Data records
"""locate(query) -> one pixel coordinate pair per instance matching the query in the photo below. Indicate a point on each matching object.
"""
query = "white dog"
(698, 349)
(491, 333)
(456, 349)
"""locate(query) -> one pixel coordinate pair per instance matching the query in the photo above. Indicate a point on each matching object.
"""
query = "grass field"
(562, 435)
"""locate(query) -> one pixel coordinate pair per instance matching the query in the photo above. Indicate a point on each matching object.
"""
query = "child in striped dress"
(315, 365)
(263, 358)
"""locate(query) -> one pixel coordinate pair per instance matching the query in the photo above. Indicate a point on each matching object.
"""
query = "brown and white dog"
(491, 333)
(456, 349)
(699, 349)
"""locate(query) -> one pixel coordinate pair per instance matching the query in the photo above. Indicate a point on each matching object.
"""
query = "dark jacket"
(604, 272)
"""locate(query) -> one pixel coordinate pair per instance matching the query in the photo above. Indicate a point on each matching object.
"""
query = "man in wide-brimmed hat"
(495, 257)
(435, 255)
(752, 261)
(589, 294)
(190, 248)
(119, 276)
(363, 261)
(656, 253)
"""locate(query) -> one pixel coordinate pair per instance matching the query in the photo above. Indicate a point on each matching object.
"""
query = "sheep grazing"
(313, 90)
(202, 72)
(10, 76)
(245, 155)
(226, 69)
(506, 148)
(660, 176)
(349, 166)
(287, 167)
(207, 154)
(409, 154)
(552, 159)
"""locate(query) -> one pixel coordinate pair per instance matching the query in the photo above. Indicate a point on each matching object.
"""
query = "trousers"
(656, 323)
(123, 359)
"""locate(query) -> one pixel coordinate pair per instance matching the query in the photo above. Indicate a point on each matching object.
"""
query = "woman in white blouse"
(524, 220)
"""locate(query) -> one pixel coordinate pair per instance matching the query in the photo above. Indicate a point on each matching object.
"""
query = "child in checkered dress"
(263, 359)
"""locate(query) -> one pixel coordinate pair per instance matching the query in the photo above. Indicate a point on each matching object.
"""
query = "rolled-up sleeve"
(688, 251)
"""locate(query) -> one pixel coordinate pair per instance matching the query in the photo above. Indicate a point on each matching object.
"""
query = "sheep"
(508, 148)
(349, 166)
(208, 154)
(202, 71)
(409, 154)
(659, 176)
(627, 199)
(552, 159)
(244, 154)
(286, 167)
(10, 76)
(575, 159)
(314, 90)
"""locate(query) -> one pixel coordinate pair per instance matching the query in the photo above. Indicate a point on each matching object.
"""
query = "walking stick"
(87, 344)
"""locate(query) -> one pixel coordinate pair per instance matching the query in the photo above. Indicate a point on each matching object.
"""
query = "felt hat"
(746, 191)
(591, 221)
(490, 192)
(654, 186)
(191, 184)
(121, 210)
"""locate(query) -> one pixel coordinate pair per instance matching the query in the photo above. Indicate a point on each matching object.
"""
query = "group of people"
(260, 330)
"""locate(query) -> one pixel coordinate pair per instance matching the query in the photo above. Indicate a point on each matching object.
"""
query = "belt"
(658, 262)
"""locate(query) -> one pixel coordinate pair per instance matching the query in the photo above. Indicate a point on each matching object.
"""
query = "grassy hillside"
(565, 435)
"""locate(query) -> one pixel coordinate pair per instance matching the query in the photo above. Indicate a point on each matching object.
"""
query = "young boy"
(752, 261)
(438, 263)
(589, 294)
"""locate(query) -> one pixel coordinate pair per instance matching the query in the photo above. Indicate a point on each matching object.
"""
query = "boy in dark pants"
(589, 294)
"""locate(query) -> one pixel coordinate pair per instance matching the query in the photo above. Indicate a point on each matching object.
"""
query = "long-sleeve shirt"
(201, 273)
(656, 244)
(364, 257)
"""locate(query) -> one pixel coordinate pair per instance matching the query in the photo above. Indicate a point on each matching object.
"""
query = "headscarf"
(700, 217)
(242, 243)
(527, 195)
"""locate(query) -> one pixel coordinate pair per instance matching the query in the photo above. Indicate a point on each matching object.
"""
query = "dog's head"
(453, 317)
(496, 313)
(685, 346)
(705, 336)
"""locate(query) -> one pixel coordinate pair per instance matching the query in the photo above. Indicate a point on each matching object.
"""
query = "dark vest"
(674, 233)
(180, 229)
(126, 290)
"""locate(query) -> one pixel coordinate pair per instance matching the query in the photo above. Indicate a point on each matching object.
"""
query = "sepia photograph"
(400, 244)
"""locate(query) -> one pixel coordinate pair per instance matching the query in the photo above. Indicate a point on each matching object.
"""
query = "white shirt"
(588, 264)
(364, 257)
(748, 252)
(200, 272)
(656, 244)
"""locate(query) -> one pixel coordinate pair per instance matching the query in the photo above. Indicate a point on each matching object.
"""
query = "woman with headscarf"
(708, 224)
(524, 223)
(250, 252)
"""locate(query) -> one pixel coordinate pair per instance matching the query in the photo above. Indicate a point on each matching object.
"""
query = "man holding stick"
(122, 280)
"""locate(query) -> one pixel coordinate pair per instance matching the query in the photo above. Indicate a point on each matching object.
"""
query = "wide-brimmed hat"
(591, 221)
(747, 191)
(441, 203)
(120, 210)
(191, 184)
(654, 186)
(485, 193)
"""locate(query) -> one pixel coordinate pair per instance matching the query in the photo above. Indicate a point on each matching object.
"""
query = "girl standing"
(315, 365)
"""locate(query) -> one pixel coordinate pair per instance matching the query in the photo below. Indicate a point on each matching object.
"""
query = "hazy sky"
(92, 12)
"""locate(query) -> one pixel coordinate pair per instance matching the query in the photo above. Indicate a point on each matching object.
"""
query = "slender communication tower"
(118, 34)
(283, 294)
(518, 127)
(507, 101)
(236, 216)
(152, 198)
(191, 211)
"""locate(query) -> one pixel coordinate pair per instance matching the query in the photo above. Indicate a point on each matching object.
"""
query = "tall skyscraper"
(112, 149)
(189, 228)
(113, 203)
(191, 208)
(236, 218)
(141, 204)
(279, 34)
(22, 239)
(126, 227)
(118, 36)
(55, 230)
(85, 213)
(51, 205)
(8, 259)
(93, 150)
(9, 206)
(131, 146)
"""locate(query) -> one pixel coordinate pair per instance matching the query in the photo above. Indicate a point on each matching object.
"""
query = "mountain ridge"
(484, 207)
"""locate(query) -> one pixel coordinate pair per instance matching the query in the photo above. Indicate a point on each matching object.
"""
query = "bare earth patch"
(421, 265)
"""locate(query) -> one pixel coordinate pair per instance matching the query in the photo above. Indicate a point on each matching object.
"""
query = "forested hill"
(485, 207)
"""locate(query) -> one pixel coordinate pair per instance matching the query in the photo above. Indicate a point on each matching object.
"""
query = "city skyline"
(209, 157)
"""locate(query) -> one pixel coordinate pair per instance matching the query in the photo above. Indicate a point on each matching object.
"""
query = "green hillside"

■ **YOUR TASK**
Word for word, return the entire set of entries.

■ **WRITTEN RESPONSE**
"""locate(query) -> one pixel coordinate pair per instance matching the query in the photo below. Indicate a point on each matching object.
"""
query = "white dog"
(698, 349)
(491, 333)
(456, 349)
"""locate(query) -> one pixel coordinate pair per instance matching the query in the photo above. Indicate a point on each matching object.
"""
query = "grass field"
(562, 435)
"""locate(query) -> one pixel coordinate pair per instance matching the query in the photo above. Indicate a point on each matching object.
"""
query = "child in striped dress"
(315, 365)
(263, 358)
"""locate(query) -> one pixel coordinate pair per instance matching the query in the photo above. Indicate a point on each matching object.
"""
query = "brown and white dog"
(491, 333)
(456, 349)
(699, 349)
"""locate(query) -> one pixel coordinate pair per instance matching the query in the photo above. Indicate a point on each matching object.
"""
query = "dark jacket"
(604, 272)
"""locate(query) -> one pixel coordinate pair per instance matching the query in the photo above. Indicate a point on each matching object.
"""
query = "man in wide-brimmed hat"
(495, 257)
(435, 255)
(752, 261)
(589, 294)
(190, 248)
(119, 276)
(363, 261)
(656, 253)
"""locate(query) -> one pixel coordinate pair per instance matching the query in the photo above. Indicate a point on each matching object.
"""
query = "sheep grazing"
(313, 90)
(202, 72)
(10, 76)
(245, 155)
(226, 69)
(506, 148)
(660, 176)
(349, 166)
(287, 167)
(207, 154)
(409, 154)
(552, 159)
"""locate(query) -> one pixel coordinate pair per instance matching the query in the photo above. Indicate a point on each matching object.
"""
query = "trousers"
(656, 323)
(123, 359)
"""locate(query) -> one pixel coordinate pair per instance matching the query in the photo above. Indicate a point on each matching object.
"""
query = "woman in white blouse"
(524, 220)
"""locate(query) -> one pixel coordinate pair per instance matching the query in the photo above. Indicate a point on each matching object.
"""
query = "child in checkered dress"
(263, 359)
"""locate(query) -> one pixel coordinate pair per instance matching the query in the photo above. Indicate a point on each matching object.
"""
query = "rolled-up sleeve"
(688, 251)
"""locate(query) -> one pixel coordinate pair per instance matching the query in the photo above. Indicate a point on each matching object.
"""
query = "sheep"
(508, 148)
(349, 166)
(208, 154)
(202, 71)
(409, 154)
(659, 176)
(627, 199)
(552, 159)
(244, 154)
(286, 167)
(10, 76)
(575, 159)
(314, 90)
"""locate(query) -> one pixel coordinate pair per instance matching the query in the photo above. Indicate a point on each matching object.
"""
query = "walking stick"
(87, 344)
"""locate(query) -> one pixel coordinate pair per instance matching the query in the photo above. Indicate a point on each matching object.
"""
query = "felt hat"
(746, 191)
(591, 221)
(490, 192)
(654, 186)
(191, 184)
(121, 210)
"""locate(query) -> one pixel coordinate pair per instance matching the query in the photo above. Indicate a point on each matching object.
"""
query = "group of people"
(260, 330)
"""locate(query) -> one pixel coordinate pair per instance matching the query in the photo above. Indicate a point on each matching object.
"""
query = "belt"
(658, 262)
"""locate(query) -> one pixel coordinate pair per instance matching the query in the photo above. Indicate a point on each matching object.
"""
query = "grassy hillside"
(565, 435)
"""locate(query) -> one pixel coordinate pair per instance matching the query in the photo above. Indicate a point on each matching object.
"""
query = "young boy"
(752, 261)
(438, 263)
(589, 294)
"""locate(query) -> one pixel coordinate pair per instance matching the query in the photo above. Indicate a point on each matching object.
"""
query = "boy in dark pants"
(589, 294)
"""locate(query) -> one pixel coordinate pair per instance matching the query in the photo above. Indicate a point on each matching object.
"""
query = "long-sleeve shirt"
(201, 273)
(656, 244)
(364, 257)
"""locate(query) -> one pixel coordinate pair per instance matching the query in the photo above. Indicate a point on each matching object.
"""
query = "headscarf"
(700, 217)
(242, 243)
(527, 195)
"""locate(query) -> one pixel coordinate pair per instance matching the query in the photo above. Indicate a point on each matching object.
"""
query = "dog's head"
(453, 317)
(496, 313)
(685, 346)
(705, 336)
"""locate(query) -> one pixel coordinate pair per instance matching the query in the photo above. Indicate a point on each matching object.
"""
query = "dark vest"
(674, 233)
(180, 229)
(126, 290)
"""locate(query) -> one pixel coordinate pair per instance matching the query in the photo above. Indicate a point on each matching object.
"""
query = "sepia photograph"
(400, 244)
"""locate(query) -> one pixel coordinate pair per instance matching the query in the photo above. Indicate a point on each matching object.
"""
query = "white shirt"
(588, 264)
(364, 257)
(748, 252)
(200, 272)
(656, 244)
"""locate(query) -> one pixel coordinate pair per instance matching the query in the photo above. Indicate a point on each matching object.
"""
query = "woman with headscarf"
(708, 224)
(524, 223)
(250, 252)
"""locate(query) -> one pixel coordinate pair per instance matching the query in the photo above. Indicate a point on each matching object.
"""
query = "man holding stick"
(122, 280)
"""locate(query) -> one pixel coordinate pair per instance matching the query in the photo above. Indicate a point on each matching object.
"""
query = "wide-brimmed hat"
(591, 221)
(747, 191)
(441, 203)
(120, 210)
(191, 184)
(654, 186)
(485, 193)
"""locate(query) -> one pixel coordinate pair per instance matching the query in the photo above. Indicate a point on each matching object.
"""
query = "girl standing"
(315, 365)
"""locate(query) -> one pixel coordinate pair per instance matching the query in the photo below. Indicate a point on each matching object.
"""
query = "hazy sky"
(92, 12)
"""locate(query) -> one pixel coordinate pair per instance matching the query in the photo above. Indicate a point on each matching object.
"""
query = "slender communication tower"
(118, 34)
(283, 294)
(518, 127)
(507, 101)
(236, 216)
(152, 198)
(191, 211)
"""locate(query) -> one pixel coordinate pair per instance matching the query in the photo above. Indicate a point on each matching object.
"""
query = "tall skyscraper"
(112, 149)
(189, 228)
(113, 203)
(191, 208)
(236, 218)
(141, 204)
(279, 34)
(22, 239)
(126, 227)
(118, 36)
(55, 230)
(85, 213)
(51, 205)
(8, 259)
(93, 150)
(9, 206)
(131, 146)
"""locate(query) -> one pixel coordinate pair per instance matching the query in the photo above. Indicate a point on each matching object.
"""
query = "mountain ridge"
(484, 207)
"""locate(query) -> one pixel coordinate pair per instance matching the query in the photo above. Indicate a point on each matching object.
"""
query = "bare earth patch"
(421, 265)
"""locate(query) -> one pixel coordinate pair per instance matching the query in the photo above. Indicate a point on each matching object.
"""
query = "forested hill"
(485, 207)
"""locate(query) -> one pixel coordinate pair per instance matching the query in the photo above. Indicate a point on each matching object.
"""
query = "city skyline"
(209, 157)
"""locate(query) -> one pixel coordinate pair per instance matching the query in the photo above. Indicate a point on each matching object.
"""
query = "green hillside"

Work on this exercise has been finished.